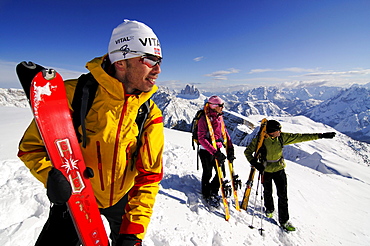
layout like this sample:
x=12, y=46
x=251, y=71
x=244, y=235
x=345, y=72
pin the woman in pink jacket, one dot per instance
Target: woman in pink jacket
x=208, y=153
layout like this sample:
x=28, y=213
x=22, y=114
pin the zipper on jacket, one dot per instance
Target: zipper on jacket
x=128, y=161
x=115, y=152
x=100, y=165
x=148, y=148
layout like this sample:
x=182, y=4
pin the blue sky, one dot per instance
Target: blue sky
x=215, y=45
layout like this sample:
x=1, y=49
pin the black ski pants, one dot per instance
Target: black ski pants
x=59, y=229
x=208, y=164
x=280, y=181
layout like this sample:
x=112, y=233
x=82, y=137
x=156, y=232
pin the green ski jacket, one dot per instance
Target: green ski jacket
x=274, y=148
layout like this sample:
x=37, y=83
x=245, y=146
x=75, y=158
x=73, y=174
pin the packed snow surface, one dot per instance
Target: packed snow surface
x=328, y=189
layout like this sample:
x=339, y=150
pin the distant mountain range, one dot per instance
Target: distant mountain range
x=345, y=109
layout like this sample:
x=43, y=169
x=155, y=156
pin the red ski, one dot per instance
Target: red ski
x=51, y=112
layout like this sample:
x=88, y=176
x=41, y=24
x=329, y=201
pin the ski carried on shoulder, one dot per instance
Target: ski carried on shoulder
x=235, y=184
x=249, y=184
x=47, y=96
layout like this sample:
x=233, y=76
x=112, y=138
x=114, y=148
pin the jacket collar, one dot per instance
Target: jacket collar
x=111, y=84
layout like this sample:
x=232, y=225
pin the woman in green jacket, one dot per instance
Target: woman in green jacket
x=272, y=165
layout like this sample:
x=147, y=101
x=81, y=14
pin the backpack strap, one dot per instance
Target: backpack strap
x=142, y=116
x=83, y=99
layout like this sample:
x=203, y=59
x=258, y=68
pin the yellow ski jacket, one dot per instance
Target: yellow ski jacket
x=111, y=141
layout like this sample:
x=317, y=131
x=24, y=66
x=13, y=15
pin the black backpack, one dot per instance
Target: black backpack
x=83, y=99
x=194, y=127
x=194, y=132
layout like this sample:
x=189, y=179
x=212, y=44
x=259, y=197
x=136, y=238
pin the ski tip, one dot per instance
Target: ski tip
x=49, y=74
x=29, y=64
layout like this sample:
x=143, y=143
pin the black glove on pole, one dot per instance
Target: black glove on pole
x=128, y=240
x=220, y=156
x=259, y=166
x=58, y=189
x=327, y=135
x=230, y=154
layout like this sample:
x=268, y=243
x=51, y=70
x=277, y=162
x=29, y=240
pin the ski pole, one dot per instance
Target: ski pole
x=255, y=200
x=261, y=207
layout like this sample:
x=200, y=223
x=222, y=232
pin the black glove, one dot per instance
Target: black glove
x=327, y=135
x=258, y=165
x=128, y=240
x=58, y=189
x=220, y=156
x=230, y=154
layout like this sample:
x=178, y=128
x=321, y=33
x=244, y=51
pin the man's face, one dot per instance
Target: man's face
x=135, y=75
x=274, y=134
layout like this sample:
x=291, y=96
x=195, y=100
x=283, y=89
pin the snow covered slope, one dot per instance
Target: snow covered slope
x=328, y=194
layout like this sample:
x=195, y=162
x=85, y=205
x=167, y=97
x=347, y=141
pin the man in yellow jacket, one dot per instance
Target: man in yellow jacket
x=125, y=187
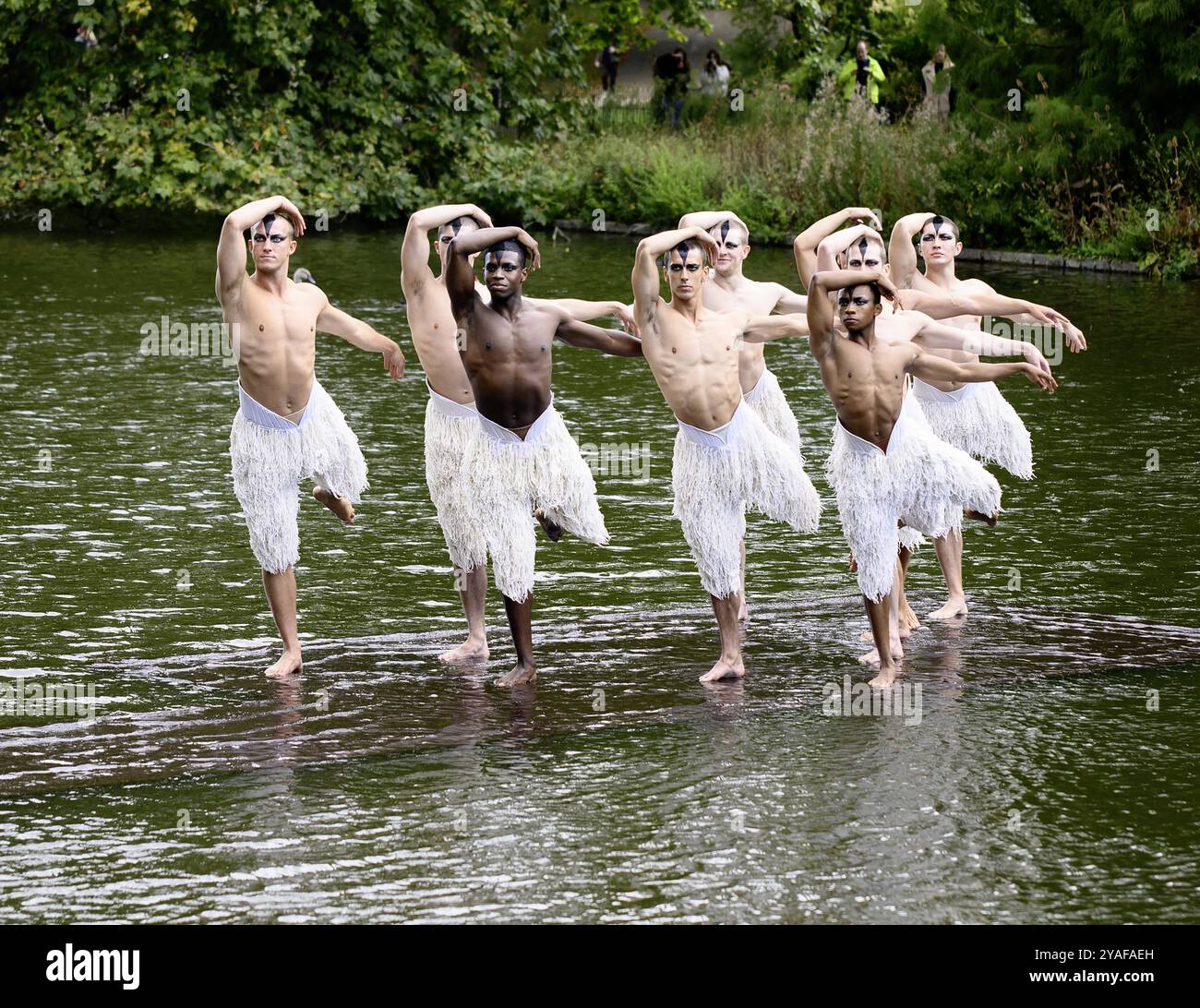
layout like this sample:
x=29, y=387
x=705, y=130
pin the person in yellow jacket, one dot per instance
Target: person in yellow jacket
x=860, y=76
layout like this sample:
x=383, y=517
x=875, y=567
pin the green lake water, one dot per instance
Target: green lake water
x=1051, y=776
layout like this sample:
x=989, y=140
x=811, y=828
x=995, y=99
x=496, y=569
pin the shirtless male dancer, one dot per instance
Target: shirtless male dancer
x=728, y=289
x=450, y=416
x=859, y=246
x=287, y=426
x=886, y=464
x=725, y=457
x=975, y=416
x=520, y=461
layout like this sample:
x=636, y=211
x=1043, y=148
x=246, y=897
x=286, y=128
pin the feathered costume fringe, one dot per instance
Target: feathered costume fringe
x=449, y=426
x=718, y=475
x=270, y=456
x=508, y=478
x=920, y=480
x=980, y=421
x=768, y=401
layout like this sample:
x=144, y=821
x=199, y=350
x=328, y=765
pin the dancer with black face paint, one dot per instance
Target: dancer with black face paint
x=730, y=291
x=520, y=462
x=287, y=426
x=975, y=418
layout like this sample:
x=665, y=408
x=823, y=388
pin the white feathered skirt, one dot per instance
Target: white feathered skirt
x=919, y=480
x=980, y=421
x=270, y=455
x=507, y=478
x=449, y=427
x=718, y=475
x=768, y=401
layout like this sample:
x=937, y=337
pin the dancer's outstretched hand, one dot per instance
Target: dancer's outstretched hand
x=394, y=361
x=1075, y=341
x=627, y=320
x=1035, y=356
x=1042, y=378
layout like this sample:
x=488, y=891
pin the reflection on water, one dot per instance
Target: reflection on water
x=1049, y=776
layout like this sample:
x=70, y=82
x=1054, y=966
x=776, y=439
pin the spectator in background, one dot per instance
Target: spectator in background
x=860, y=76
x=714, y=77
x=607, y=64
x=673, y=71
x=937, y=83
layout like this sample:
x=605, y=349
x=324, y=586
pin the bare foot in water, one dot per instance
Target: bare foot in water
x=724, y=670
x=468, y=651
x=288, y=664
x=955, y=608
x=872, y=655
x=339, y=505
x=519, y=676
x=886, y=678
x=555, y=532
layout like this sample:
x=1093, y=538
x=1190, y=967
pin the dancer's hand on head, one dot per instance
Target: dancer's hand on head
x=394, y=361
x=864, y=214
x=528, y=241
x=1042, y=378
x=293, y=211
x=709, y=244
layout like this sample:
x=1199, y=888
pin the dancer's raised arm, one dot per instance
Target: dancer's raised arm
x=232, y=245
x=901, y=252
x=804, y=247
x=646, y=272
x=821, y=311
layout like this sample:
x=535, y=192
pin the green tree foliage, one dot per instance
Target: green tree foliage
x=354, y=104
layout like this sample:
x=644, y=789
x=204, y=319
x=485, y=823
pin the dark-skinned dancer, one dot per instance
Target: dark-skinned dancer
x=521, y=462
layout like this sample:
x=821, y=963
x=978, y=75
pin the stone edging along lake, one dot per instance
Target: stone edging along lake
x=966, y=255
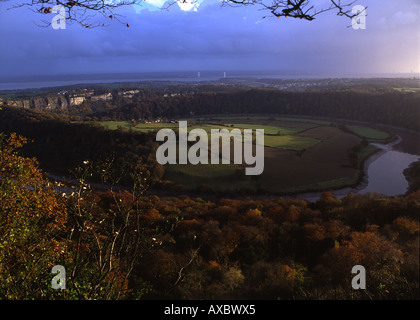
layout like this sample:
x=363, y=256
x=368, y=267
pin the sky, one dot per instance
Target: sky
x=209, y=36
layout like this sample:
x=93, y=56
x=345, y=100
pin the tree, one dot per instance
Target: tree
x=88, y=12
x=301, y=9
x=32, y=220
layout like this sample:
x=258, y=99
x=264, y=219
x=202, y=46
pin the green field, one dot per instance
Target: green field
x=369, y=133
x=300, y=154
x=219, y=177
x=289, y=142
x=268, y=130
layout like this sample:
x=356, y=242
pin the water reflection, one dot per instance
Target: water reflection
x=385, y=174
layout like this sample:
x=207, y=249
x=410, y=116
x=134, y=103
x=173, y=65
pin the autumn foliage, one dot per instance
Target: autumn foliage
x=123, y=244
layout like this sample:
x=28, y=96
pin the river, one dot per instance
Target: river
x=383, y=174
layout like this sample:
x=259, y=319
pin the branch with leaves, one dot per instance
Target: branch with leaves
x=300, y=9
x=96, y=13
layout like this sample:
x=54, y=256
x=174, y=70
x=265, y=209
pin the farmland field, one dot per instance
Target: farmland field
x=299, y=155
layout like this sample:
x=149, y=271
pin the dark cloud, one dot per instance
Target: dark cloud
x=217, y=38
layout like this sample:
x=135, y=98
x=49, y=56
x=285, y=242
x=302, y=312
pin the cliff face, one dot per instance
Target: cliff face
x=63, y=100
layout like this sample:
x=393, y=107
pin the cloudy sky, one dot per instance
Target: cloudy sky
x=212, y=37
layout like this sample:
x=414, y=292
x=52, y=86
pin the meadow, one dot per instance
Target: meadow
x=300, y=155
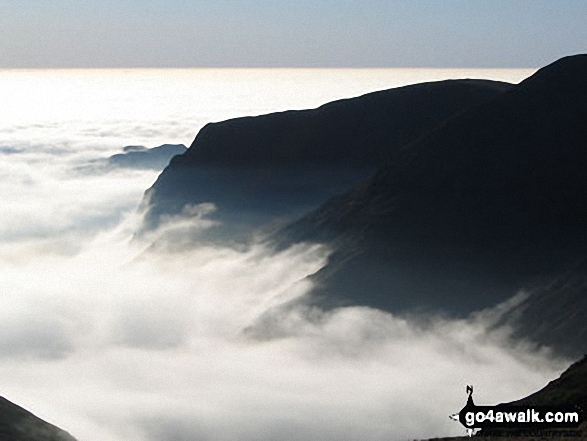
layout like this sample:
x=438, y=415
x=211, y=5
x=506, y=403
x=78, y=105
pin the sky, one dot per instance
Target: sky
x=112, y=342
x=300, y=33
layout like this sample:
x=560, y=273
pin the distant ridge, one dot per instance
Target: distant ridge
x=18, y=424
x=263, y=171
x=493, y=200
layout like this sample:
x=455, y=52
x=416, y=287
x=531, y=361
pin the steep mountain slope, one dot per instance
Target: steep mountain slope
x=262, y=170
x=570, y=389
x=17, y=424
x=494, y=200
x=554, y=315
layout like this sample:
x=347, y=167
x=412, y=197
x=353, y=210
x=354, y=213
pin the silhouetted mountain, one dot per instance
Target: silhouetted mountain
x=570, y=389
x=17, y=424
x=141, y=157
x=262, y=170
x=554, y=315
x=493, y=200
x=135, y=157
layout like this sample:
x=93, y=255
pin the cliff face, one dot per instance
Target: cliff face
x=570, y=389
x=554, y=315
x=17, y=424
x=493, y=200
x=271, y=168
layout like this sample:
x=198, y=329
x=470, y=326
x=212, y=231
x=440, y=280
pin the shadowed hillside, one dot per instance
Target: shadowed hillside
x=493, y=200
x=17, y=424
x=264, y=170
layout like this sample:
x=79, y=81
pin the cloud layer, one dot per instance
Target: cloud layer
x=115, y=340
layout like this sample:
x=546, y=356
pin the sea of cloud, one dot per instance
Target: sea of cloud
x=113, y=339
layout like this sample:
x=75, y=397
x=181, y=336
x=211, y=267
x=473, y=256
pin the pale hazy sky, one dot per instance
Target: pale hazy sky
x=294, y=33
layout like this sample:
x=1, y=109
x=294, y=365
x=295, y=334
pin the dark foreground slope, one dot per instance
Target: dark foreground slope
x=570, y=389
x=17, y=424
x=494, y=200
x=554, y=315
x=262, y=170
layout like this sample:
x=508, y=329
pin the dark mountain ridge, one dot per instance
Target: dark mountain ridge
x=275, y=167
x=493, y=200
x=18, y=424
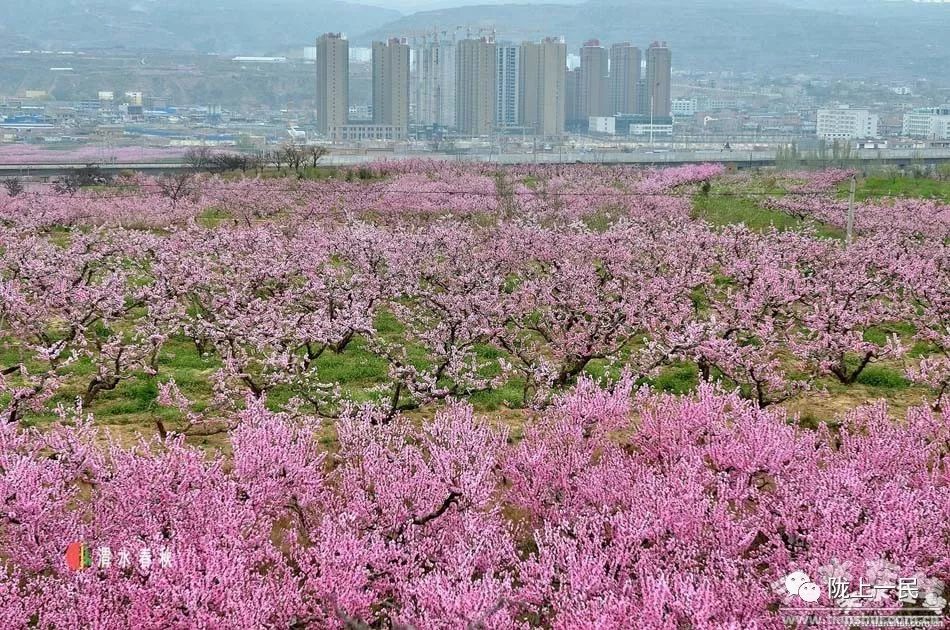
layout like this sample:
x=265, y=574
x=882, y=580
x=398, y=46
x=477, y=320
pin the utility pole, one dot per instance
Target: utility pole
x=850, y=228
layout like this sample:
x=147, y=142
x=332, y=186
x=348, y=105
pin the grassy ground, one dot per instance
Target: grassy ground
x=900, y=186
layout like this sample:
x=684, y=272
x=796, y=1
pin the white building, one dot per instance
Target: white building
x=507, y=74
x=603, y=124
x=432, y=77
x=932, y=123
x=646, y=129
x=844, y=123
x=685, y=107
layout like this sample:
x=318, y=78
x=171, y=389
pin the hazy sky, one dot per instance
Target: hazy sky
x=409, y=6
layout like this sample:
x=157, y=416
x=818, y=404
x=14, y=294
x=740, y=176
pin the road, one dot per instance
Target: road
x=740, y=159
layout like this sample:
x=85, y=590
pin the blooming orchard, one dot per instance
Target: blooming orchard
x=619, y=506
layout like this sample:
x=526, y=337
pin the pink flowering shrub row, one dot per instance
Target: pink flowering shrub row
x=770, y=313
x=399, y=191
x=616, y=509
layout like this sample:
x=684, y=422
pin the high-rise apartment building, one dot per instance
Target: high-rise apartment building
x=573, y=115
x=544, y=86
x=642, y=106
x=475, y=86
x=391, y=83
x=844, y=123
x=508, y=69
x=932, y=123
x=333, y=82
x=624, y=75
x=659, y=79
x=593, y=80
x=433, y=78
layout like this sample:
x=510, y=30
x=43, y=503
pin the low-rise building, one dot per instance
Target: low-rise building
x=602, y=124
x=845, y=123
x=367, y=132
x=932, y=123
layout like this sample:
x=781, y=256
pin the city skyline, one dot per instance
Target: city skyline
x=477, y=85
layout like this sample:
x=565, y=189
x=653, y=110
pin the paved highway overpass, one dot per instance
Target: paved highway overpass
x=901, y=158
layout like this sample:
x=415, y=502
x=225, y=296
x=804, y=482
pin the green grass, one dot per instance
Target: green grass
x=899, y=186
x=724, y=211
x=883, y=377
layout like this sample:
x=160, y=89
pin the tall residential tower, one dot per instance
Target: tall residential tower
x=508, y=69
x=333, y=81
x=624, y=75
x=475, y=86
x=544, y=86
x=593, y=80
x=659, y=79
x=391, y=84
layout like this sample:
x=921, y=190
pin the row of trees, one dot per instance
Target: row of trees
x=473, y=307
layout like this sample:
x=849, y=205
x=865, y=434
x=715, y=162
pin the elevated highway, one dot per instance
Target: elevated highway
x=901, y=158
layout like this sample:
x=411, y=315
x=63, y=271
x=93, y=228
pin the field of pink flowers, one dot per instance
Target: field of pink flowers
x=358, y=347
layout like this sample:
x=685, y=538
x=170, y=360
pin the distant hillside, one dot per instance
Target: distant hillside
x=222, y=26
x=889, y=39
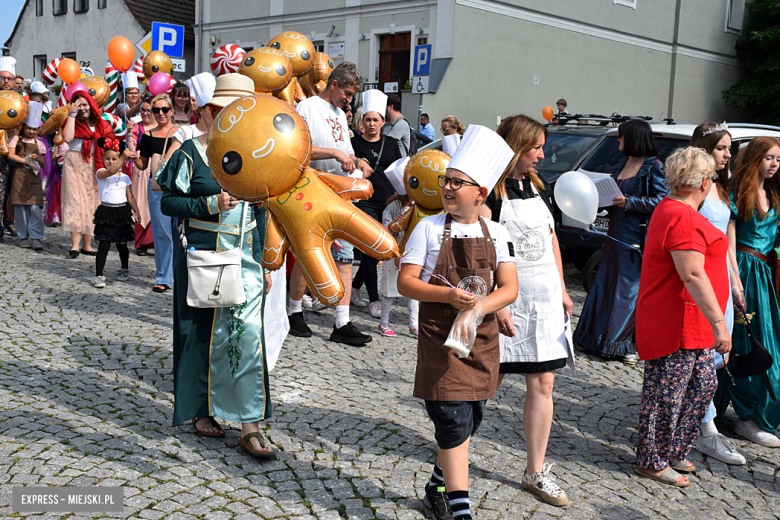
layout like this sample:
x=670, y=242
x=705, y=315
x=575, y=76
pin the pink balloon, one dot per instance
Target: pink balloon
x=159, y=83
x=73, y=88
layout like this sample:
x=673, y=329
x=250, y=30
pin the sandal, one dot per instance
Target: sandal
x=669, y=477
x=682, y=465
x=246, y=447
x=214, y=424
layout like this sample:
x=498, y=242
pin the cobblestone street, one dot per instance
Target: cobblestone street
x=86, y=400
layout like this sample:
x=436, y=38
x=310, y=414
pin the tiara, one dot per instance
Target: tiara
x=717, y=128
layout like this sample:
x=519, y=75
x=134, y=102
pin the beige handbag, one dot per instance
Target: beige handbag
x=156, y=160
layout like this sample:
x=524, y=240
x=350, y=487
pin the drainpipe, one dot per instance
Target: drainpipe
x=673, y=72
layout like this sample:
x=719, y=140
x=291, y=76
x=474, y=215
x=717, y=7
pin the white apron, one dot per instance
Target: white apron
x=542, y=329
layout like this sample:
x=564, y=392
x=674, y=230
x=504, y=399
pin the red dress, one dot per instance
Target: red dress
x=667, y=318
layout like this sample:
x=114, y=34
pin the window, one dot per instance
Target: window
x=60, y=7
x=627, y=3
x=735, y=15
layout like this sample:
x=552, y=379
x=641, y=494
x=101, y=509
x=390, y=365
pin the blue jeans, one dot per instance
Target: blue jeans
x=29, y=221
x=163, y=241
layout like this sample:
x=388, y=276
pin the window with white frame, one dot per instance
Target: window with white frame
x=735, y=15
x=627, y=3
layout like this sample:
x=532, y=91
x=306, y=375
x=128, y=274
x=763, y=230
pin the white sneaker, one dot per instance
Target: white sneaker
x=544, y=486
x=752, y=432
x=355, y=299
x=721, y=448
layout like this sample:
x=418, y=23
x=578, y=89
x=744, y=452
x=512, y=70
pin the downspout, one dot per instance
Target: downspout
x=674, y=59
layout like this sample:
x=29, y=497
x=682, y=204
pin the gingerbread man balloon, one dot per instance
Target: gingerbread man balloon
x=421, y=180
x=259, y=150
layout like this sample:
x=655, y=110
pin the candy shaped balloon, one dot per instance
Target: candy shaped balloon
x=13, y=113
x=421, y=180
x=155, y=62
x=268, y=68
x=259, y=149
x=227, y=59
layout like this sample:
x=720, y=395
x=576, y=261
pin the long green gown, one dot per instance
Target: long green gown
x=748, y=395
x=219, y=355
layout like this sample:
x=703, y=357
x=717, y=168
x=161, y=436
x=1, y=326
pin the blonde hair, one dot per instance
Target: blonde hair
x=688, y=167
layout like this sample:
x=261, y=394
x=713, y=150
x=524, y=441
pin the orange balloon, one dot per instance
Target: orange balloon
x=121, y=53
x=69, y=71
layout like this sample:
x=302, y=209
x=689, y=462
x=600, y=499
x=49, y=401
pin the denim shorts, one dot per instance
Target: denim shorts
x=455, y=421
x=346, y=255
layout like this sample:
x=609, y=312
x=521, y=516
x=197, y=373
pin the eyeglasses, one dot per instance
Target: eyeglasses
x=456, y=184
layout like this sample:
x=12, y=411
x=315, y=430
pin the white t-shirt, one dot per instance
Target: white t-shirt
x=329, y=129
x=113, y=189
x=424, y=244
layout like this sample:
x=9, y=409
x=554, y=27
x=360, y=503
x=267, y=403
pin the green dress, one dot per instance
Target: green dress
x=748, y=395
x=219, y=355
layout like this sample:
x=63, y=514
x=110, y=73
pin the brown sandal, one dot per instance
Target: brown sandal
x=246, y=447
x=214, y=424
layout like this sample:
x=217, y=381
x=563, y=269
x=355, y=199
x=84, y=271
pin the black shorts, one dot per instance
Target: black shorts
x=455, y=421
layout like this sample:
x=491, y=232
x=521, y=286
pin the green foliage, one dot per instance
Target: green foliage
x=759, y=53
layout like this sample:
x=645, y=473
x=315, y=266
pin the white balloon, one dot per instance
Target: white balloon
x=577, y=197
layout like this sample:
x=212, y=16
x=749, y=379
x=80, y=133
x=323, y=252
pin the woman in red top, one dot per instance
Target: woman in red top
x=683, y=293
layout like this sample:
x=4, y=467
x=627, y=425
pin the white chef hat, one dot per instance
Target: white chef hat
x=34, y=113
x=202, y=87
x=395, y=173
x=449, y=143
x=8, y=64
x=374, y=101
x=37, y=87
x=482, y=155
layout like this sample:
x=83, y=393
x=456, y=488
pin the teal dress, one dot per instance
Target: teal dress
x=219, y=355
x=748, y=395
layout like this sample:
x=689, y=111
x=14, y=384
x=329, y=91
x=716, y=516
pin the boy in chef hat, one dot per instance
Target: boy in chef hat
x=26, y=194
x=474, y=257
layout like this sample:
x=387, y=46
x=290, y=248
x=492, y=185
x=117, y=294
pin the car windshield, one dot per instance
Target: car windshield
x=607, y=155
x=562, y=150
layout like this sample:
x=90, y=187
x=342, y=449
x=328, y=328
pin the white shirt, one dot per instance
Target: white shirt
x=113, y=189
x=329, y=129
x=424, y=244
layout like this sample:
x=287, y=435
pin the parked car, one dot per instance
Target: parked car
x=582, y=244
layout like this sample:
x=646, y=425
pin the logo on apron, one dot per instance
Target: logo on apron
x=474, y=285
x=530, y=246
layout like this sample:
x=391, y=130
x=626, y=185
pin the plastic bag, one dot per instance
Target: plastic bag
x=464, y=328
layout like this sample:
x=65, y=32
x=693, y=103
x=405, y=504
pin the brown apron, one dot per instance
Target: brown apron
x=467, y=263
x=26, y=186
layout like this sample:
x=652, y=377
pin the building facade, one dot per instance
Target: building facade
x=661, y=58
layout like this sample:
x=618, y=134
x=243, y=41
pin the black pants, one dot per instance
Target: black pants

▶ _Set exercise_
Copy everything from the start of the records down to and including the line that contains "x=208, y=153", leaving out the pictures.

▶ _Solution for this task_
layout like this sample:
x=12, y=46
x=251, y=71
x=244, y=235
x=345, y=72
pin the woman in pink jacket, one dot per instance
Target: woman in pink jacket
x=208, y=153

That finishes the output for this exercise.